» SUPPLIED INFORMATION
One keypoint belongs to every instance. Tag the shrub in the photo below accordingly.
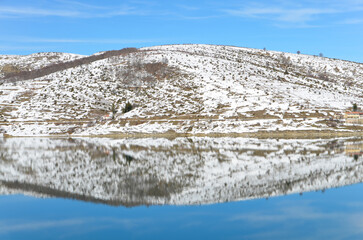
(355, 107)
(128, 107)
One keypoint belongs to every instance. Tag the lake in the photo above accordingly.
(196, 188)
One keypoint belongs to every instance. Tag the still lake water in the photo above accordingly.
(183, 188)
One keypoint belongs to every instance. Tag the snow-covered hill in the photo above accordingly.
(182, 171)
(187, 89)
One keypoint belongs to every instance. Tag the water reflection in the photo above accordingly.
(181, 171)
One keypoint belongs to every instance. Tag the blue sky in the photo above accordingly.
(331, 27)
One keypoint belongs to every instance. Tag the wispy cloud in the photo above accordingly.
(70, 40)
(70, 9)
(30, 11)
(295, 14)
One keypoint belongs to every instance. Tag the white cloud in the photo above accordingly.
(65, 40)
(286, 13)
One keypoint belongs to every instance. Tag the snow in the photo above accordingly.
(218, 89)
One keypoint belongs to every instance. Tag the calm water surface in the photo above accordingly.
(196, 188)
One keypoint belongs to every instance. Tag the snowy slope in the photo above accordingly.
(182, 171)
(185, 89)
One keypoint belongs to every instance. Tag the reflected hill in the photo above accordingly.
(182, 171)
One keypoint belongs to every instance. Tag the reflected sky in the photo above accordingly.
(195, 188)
(332, 214)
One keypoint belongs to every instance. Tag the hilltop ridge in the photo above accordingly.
(182, 89)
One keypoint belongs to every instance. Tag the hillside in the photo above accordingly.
(185, 89)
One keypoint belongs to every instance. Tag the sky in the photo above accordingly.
(331, 27)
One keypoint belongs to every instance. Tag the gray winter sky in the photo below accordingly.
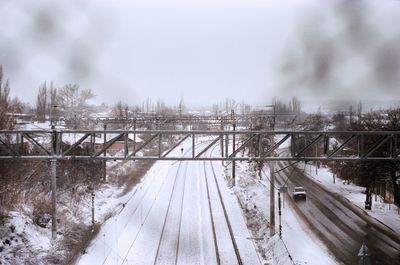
(205, 50)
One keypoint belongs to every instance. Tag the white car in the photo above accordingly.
(299, 193)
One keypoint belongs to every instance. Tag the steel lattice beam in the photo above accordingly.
(350, 147)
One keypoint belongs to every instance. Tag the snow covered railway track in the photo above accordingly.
(168, 245)
(221, 244)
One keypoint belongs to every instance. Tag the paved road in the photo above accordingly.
(342, 226)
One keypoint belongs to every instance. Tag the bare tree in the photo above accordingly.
(41, 102)
(74, 102)
(7, 107)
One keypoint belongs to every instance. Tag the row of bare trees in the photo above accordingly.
(367, 174)
(70, 102)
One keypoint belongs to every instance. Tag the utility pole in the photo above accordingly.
(272, 200)
(53, 163)
(272, 181)
(233, 149)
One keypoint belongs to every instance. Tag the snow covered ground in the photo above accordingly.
(175, 216)
(298, 240)
(386, 213)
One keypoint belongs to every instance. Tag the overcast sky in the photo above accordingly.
(205, 51)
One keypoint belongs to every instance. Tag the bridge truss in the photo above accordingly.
(58, 145)
(302, 145)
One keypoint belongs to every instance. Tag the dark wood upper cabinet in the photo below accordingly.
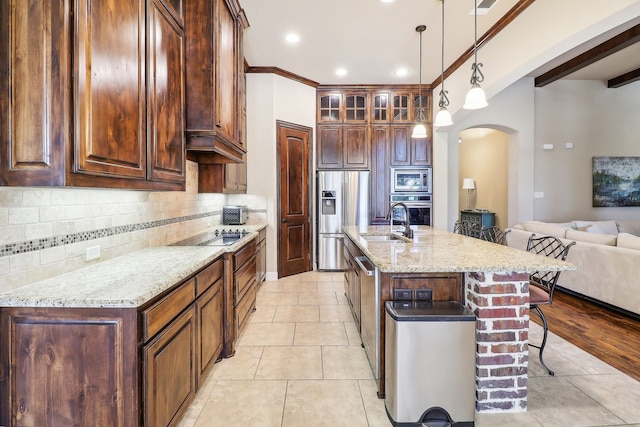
(165, 106)
(380, 174)
(92, 94)
(214, 70)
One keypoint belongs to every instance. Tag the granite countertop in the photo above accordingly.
(432, 250)
(129, 280)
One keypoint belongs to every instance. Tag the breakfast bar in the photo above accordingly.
(491, 280)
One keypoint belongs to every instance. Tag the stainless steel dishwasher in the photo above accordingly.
(369, 312)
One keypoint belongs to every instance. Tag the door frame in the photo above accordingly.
(281, 124)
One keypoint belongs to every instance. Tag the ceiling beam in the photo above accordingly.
(611, 46)
(510, 16)
(625, 79)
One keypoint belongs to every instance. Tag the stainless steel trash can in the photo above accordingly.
(430, 367)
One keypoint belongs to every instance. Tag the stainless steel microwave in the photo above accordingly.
(411, 179)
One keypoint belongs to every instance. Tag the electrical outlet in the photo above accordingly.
(92, 253)
(402, 294)
(423, 294)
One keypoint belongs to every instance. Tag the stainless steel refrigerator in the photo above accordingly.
(343, 199)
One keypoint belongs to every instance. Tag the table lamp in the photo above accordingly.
(468, 184)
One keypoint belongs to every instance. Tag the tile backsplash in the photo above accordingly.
(45, 231)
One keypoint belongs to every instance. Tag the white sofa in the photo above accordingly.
(607, 256)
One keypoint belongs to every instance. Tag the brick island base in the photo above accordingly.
(500, 302)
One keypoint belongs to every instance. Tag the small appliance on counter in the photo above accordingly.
(234, 215)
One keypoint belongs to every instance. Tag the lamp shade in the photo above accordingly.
(475, 98)
(443, 118)
(468, 184)
(419, 131)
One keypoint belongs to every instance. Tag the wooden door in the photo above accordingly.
(294, 236)
(166, 122)
(110, 109)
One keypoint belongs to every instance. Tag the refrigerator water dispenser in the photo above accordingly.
(328, 203)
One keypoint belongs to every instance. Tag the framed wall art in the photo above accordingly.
(616, 181)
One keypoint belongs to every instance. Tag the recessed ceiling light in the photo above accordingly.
(292, 38)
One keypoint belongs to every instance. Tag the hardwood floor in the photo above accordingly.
(610, 336)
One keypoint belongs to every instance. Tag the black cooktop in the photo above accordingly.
(224, 237)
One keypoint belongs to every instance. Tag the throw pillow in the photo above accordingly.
(629, 241)
(583, 236)
(538, 227)
(631, 227)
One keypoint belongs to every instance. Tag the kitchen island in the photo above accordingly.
(123, 342)
(491, 280)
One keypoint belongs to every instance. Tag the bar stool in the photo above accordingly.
(542, 284)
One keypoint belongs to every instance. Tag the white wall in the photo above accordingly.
(599, 122)
(269, 98)
(512, 112)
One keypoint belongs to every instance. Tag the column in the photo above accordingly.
(500, 302)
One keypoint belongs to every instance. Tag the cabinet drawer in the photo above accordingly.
(244, 254)
(160, 314)
(244, 278)
(209, 276)
(244, 308)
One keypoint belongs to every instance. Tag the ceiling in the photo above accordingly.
(371, 39)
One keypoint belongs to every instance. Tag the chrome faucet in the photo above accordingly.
(408, 232)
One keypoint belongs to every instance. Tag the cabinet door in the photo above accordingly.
(401, 110)
(329, 147)
(380, 107)
(165, 76)
(35, 91)
(210, 326)
(421, 151)
(110, 107)
(170, 374)
(226, 77)
(380, 175)
(330, 107)
(68, 367)
(356, 152)
(400, 145)
(356, 107)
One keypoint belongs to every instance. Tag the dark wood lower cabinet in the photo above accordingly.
(69, 367)
(170, 375)
(115, 367)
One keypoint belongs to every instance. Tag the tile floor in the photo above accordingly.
(299, 363)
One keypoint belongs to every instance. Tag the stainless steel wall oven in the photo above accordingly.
(418, 204)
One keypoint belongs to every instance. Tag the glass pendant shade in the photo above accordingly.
(443, 118)
(419, 131)
(475, 98)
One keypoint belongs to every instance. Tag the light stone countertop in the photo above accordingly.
(129, 280)
(433, 250)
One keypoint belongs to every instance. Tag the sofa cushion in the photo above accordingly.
(631, 227)
(539, 227)
(629, 241)
(583, 236)
(602, 227)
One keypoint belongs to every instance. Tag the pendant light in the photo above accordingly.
(420, 131)
(475, 97)
(443, 118)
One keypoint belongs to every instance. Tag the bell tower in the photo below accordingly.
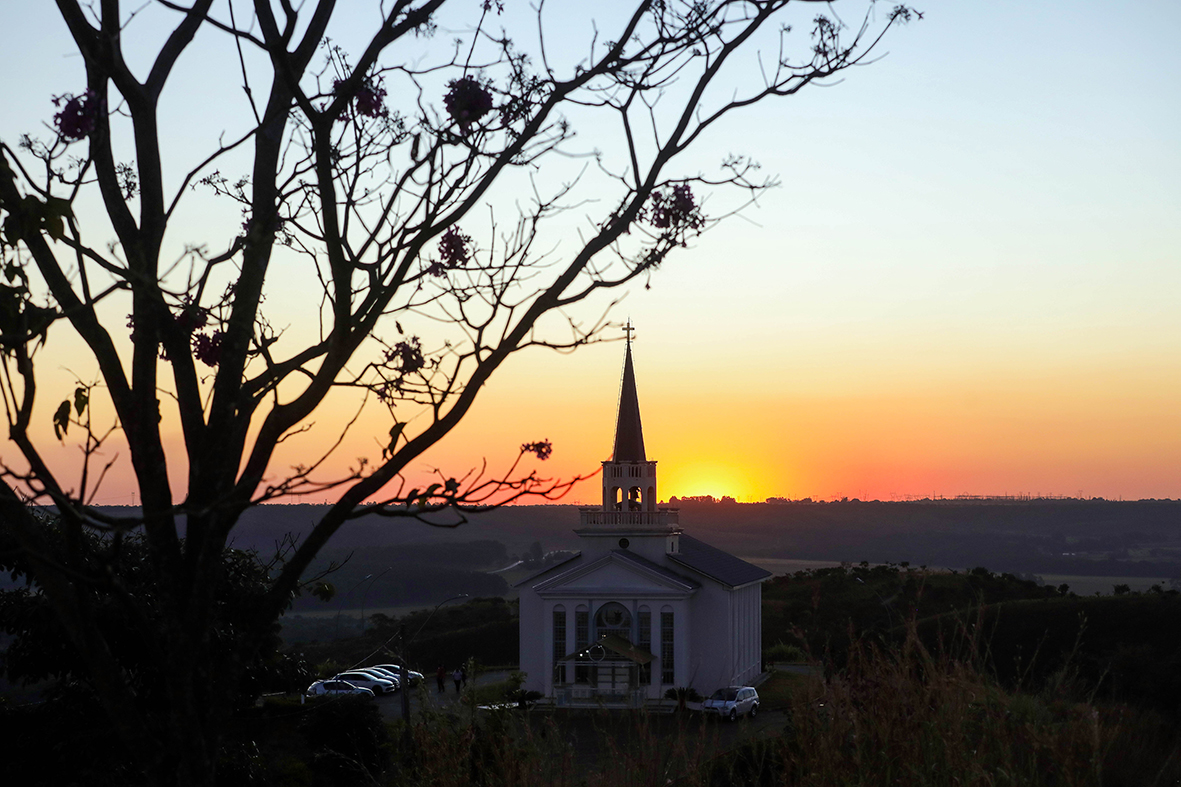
(628, 476)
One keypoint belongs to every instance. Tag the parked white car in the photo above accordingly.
(412, 677)
(732, 702)
(377, 671)
(338, 688)
(367, 681)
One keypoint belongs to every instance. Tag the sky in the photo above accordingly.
(967, 281)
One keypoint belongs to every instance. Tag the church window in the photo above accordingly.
(667, 648)
(559, 643)
(581, 641)
(613, 618)
(644, 641)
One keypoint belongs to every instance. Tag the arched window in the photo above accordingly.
(581, 641)
(644, 642)
(667, 646)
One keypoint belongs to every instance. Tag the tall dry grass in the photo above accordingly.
(901, 716)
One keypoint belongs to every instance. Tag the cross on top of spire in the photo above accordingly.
(628, 431)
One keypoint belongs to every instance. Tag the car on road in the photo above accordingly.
(338, 688)
(386, 675)
(413, 677)
(367, 681)
(732, 702)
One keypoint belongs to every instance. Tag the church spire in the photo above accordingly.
(628, 430)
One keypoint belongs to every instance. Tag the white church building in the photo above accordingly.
(643, 607)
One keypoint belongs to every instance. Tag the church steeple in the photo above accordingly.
(628, 430)
(628, 477)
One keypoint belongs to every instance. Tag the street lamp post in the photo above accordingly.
(402, 662)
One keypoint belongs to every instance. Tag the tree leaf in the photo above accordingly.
(62, 420)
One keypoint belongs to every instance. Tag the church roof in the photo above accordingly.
(672, 576)
(628, 431)
(546, 570)
(716, 564)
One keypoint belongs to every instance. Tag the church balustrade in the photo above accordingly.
(599, 518)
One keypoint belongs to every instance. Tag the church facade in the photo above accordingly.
(643, 607)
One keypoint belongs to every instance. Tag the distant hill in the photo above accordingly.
(1068, 537)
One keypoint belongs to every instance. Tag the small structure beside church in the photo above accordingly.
(644, 607)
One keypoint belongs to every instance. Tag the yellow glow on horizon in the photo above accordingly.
(718, 479)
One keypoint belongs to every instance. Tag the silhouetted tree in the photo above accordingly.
(369, 179)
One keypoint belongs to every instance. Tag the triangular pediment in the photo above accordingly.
(615, 574)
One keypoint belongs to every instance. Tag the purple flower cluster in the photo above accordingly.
(370, 98)
(455, 251)
(676, 209)
(542, 448)
(78, 115)
(409, 355)
(207, 349)
(467, 101)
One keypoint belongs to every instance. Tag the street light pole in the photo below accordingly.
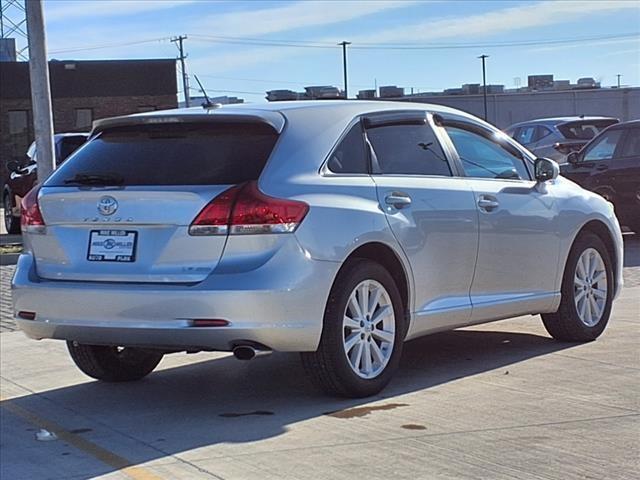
(344, 66)
(484, 83)
(40, 89)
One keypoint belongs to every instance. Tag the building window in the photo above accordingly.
(18, 122)
(84, 117)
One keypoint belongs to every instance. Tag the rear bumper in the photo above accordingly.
(279, 305)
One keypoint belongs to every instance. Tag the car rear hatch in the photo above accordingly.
(584, 130)
(119, 209)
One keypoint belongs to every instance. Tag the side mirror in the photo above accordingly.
(546, 169)
(14, 166)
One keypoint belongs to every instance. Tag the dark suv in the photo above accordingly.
(23, 175)
(610, 165)
(555, 138)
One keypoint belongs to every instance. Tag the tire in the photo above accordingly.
(329, 367)
(11, 222)
(111, 364)
(577, 319)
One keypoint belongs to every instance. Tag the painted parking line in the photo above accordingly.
(107, 457)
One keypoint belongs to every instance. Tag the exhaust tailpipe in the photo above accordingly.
(247, 352)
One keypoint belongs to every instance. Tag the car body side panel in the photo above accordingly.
(578, 207)
(518, 248)
(438, 233)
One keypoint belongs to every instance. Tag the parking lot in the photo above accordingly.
(496, 401)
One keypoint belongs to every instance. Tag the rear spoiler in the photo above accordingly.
(273, 119)
(568, 146)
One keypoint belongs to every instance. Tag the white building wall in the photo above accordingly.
(507, 109)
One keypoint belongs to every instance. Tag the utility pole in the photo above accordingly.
(484, 83)
(40, 89)
(185, 78)
(344, 66)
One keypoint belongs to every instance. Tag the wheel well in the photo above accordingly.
(385, 256)
(600, 229)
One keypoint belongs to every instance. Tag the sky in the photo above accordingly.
(243, 48)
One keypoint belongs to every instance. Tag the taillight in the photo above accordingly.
(214, 218)
(31, 219)
(245, 210)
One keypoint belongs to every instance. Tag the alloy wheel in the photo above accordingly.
(590, 287)
(369, 329)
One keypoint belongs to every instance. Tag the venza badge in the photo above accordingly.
(107, 205)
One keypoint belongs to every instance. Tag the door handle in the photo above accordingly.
(398, 200)
(487, 203)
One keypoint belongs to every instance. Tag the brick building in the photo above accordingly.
(82, 91)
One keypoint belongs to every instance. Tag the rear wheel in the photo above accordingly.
(587, 293)
(362, 334)
(114, 364)
(11, 222)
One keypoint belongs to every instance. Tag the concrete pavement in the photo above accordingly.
(497, 401)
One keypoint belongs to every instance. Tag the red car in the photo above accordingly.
(23, 176)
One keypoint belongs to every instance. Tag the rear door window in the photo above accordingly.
(526, 135)
(584, 129)
(631, 146)
(408, 150)
(604, 147)
(541, 132)
(172, 154)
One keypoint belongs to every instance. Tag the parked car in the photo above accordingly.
(23, 176)
(555, 138)
(338, 229)
(610, 166)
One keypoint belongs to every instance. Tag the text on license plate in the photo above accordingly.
(112, 246)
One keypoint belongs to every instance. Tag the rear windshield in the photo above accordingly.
(584, 129)
(171, 154)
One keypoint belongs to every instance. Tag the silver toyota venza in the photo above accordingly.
(338, 229)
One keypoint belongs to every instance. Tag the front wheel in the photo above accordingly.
(114, 364)
(362, 334)
(587, 293)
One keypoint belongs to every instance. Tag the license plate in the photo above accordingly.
(112, 246)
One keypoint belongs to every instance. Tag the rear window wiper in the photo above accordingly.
(95, 179)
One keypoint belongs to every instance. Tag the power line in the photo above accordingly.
(280, 82)
(109, 45)
(406, 46)
(227, 91)
(360, 45)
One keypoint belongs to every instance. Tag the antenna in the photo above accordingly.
(207, 103)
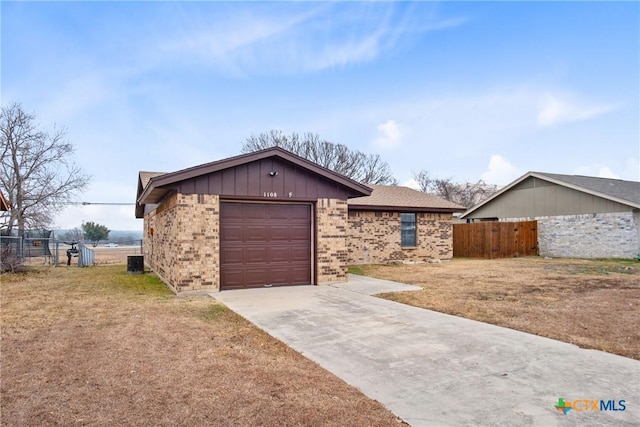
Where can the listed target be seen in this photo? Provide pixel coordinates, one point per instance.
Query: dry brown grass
(96, 346)
(593, 304)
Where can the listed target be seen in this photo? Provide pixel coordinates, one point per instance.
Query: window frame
(408, 230)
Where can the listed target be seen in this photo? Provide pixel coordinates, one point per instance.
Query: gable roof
(393, 197)
(152, 185)
(615, 190)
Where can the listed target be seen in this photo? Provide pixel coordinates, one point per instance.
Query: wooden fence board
(495, 239)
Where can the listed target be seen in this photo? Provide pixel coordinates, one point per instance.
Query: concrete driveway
(432, 369)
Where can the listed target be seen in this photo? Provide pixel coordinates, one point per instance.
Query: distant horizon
(465, 90)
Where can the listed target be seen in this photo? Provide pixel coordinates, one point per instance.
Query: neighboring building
(271, 218)
(578, 216)
(399, 224)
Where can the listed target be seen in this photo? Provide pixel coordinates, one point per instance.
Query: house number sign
(273, 195)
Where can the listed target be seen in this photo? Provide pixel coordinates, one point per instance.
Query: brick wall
(605, 235)
(374, 238)
(331, 226)
(184, 247)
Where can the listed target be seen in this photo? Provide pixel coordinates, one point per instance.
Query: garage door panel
(256, 233)
(300, 254)
(279, 233)
(232, 233)
(265, 244)
(300, 213)
(300, 275)
(232, 255)
(299, 233)
(256, 255)
(279, 212)
(279, 254)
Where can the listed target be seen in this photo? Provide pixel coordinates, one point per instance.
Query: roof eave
(392, 208)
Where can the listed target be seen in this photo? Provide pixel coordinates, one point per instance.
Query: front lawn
(593, 304)
(97, 346)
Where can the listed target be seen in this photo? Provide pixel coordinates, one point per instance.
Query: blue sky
(466, 90)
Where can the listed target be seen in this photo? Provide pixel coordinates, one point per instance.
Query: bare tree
(37, 174)
(361, 167)
(465, 194)
(424, 180)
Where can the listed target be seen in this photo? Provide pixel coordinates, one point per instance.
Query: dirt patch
(593, 304)
(97, 346)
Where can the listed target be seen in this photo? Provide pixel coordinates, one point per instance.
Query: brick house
(577, 216)
(399, 224)
(271, 218)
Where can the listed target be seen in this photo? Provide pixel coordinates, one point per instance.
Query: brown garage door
(264, 244)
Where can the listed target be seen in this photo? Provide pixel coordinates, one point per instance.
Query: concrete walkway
(432, 369)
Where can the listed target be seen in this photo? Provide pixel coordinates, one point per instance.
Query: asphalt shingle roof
(403, 197)
(625, 190)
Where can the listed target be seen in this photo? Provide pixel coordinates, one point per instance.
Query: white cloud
(389, 135)
(300, 39)
(554, 110)
(606, 172)
(500, 171)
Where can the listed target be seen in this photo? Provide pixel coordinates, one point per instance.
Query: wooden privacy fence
(495, 239)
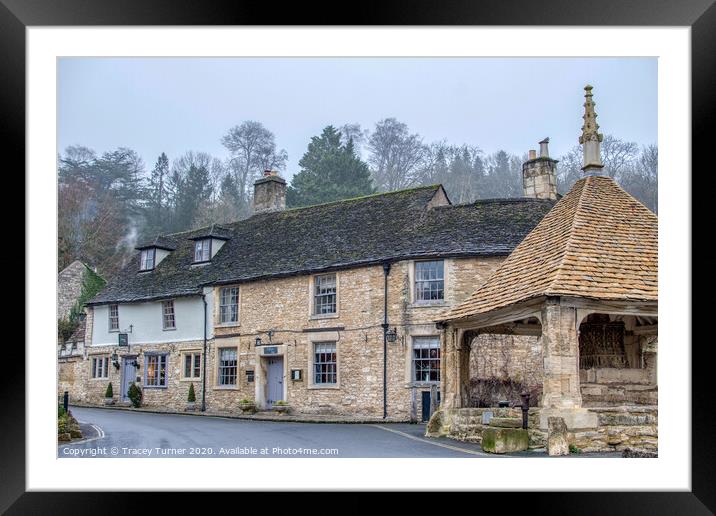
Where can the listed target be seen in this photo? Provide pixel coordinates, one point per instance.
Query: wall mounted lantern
(391, 335)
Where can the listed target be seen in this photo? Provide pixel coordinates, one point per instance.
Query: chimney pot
(543, 148)
(269, 193)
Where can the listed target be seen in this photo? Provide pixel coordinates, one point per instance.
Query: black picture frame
(700, 15)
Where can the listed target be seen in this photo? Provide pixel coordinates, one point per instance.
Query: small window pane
(325, 367)
(229, 305)
(168, 315)
(202, 248)
(324, 294)
(426, 359)
(228, 365)
(429, 281)
(113, 317)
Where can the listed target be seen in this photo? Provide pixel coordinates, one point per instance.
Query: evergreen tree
(330, 171)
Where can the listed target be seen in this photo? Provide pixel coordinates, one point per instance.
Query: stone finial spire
(590, 139)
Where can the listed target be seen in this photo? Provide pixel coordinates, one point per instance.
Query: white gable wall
(146, 320)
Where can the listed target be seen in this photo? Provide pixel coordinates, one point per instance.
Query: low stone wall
(468, 424)
(618, 428)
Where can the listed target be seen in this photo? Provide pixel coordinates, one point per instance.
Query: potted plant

» PROMPT
Please pick out each line of the listing above that contains the word "house" and copy those lines.

» REPLY TO THE TASK
Query: house number sign
Query: brick house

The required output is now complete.